(Your assignment) Examine each line of the listing below. Copy those in which the string "hull" appears.
========
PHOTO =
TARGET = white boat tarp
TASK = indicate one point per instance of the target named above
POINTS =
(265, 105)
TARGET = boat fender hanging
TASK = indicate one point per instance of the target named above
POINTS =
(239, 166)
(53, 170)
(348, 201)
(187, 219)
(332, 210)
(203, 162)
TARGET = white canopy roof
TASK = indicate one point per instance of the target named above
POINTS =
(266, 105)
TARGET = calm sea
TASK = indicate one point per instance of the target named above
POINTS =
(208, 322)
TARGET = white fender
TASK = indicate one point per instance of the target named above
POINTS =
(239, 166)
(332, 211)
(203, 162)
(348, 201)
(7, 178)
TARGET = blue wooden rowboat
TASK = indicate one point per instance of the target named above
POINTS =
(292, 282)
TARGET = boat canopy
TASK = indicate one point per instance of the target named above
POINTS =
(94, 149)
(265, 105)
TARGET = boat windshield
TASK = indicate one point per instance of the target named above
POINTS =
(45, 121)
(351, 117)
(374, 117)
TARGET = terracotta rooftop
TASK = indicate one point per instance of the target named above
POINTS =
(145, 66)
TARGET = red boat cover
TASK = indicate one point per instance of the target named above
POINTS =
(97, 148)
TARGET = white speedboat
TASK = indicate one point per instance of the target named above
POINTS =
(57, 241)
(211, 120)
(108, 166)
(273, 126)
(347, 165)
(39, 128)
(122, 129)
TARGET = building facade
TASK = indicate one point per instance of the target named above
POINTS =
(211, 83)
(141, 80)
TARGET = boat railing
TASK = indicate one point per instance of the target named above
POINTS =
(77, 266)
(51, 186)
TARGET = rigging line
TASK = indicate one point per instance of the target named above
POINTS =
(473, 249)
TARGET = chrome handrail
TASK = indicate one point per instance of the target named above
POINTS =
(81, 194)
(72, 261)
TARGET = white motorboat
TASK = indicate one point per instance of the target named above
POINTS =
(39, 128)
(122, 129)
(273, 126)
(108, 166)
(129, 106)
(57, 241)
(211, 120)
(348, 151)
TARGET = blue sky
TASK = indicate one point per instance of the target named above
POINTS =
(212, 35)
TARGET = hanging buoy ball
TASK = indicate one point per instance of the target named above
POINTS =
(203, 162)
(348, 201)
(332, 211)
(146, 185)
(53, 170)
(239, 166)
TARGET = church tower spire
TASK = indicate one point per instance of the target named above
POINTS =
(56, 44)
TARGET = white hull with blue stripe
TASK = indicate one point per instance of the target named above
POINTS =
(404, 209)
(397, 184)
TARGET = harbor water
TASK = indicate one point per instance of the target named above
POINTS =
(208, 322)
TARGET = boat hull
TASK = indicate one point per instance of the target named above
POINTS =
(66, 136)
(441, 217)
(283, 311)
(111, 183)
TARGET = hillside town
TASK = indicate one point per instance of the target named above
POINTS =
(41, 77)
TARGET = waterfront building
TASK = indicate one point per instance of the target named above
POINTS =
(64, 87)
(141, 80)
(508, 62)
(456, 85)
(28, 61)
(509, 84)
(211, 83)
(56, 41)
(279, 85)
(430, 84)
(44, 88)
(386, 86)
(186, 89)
========
(Output of the task)
TARGET = white hull with blue stripe
TARGET = boat hull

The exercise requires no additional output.